→ **Instructions for the task**: From the line with "--format 'a complete" to the final line of the data below, please write out every line exactly, with no pictures.

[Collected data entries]
((

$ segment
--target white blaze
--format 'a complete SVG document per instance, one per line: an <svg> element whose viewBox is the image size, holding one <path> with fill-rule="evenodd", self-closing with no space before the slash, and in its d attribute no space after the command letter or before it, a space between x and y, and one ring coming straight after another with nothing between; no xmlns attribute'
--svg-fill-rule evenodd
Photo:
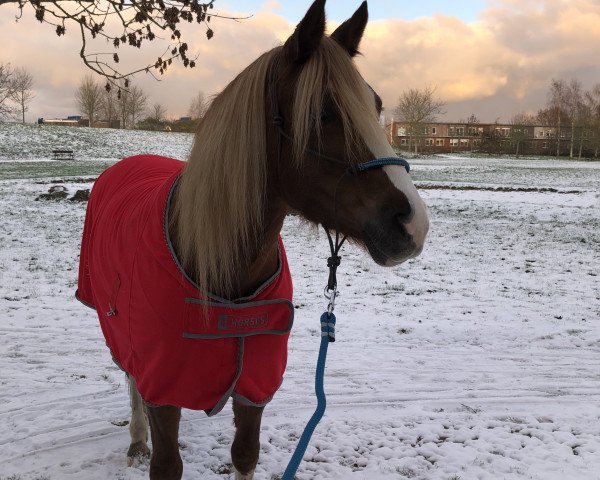
<svg viewBox="0 0 600 480"><path fill-rule="evenodd" d="M382 130L381 135L377 135L377 137L378 138L376 139L364 139L373 155L375 155L376 158L397 157L396 152L394 152L394 149L387 141ZM417 246L413 255L416 257L421 253L421 250L423 250L425 237L429 231L427 207L404 167L400 165L386 165L383 167L383 171L387 174L392 184L406 196L410 203L412 215L404 226Z"/></svg>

))

→ **Exercise result**:
--format 'a complete SVG document per instance, one per line: an <svg> element whose viewBox is the image size, holding one <path> with fill-rule="evenodd", self-closing with no space before the slash, and in its d attribute no space after the command letter or before it, a space between x and y, and one ring coming straight after another with nothing between; no xmlns attribute'
--svg-fill-rule evenodd
Photo:
<svg viewBox="0 0 600 480"><path fill-rule="evenodd" d="M382 130L381 135L377 135L377 137L378 138L376 139L364 139L373 155L375 155L376 158L397 157L396 152L394 152L394 149L387 141ZM417 246L413 255L416 257L421 253L421 250L423 250L425 237L429 231L427 207L404 167L400 165L386 165L383 167L383 171L387 174L392 184L406 196L410 203L412 215L404 226Z"/></svg>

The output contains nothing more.